◆ **Text to read**
Case Law Details

Case Name : Commissioner of Income Tax (Central) Vs Sairang Developers and Promoters Pvt. Ltd. (Bombay High Court)
Appeal Number : Income Tax Appeal no.2603 of 2011
Date of Judgement/Order : 28/04/2014
Related Assessment Year :
Courts : All High Courts (3894) Bombay High Court (700)

The tendency not to accept any adverse verdict on facts results in frivolous Appeals being filed in this Court. That causes huge loss to the public ex­chequer and results in wastage of precious judicial time of this Court. All this ought to have been discouraged long time back. The High Court has not adopted a strict approach and that has possibly encouraged the Revenue in filing Appeals to challenge essentially findings of fact and with regard to matters which should stand concluded at the level of the authorities. The officials should realize that the authorities like Commissioner of Income Tax (Appeals) and the ITAT are envisaged as appellate and possibly final fact finding authorities and atleast the Tribunal is last in that hierarchy. The fact finding therefore if demonstrably perverse or palpably erroneous and as would amount to unsettling the settled position in law alone should be questioned by filing Appeals to this Court. However, a routine exercise and by people who do not wish to take any responsibility, results in number of Appeals being filed and pending. This benefits no one and rather defeats larger public interest. The Revenue collection and equally the participation of the assessee in the exercise undertaken by the authorities to assess their income, therefore is affected adversely. None takes a position or decision because of pendency of matters and for a long time. In these circumstances, while dismissing this Appeal, we impose costs quantified at Rs.50,000/­. The costs be paid to the assessee within four weeks from today. We atleast now expect the authorities to take cognizance and initiate proceedings for recovery of this amount personally from such of the Officers who do not take decisions or postpone them unendlessly.

HIGH COURT OF JUDICATURE AT BOMBAY

ORDINARY ORIGINAL CIVIL JURISDICTION

INCOME TAX APPEAL NO.2603 OF 2011

Commissioner of Income Tax (Central)

Vs.

Sairang Developers and Promoters Pvt. Ltd.

Mr.N.N. Singh for the Appellant.

CORAM : S.C.DHARMADHIKARI & G.S.KULKARNI, JJ.

DATED : 28th April, 2014.

P.C. :

1 This Appeal challenges the order passed by the Income Tax Appellate Tribunal. The block assessment period from 1997­98 to 2002­ 03 was under consideration. The Appeal was filed by the Revenue, and the Income Tax Appellate Tribunal was requested to quash and set aside the order passed by the Commissioner of Income Tax – I (Appeals) Pune dated 2nd January 2004/23rd February 2004.

◆ **Short exercise**
Reproduce verbatim the passage of the Bombay High Court order starting at "Appeal Number : Income" and ending at "High Court (700)".

◆ **Provided information**
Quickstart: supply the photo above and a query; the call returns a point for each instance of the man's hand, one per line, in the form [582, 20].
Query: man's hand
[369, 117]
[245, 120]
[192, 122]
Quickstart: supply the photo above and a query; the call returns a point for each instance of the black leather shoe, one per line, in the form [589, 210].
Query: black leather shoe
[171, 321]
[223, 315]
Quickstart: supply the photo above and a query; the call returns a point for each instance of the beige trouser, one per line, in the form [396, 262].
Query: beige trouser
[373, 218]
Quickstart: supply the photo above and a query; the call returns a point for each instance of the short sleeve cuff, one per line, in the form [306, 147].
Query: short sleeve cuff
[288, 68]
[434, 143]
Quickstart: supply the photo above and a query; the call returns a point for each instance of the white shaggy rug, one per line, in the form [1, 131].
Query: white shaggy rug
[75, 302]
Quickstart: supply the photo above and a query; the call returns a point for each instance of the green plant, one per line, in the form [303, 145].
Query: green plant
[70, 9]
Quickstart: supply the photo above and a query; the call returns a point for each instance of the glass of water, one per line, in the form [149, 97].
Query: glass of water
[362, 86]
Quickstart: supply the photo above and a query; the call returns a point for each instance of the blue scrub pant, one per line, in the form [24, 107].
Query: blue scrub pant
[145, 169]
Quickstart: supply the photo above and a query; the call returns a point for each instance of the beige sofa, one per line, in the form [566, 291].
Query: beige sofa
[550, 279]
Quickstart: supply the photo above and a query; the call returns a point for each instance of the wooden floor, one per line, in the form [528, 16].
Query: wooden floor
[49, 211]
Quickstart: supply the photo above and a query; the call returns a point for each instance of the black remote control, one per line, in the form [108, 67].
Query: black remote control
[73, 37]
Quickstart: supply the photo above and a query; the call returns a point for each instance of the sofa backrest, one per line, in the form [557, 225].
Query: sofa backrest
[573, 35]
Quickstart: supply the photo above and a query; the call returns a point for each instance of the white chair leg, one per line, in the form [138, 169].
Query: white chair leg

◆ **Result of the exercise**
Appeal Number : Income Tax Appeal no.2603 of 2011
Date of Judgement/Order : 28/04/2014
Related Assessment Year :
Courts : All High Courts (3894) Bombay High Court (700)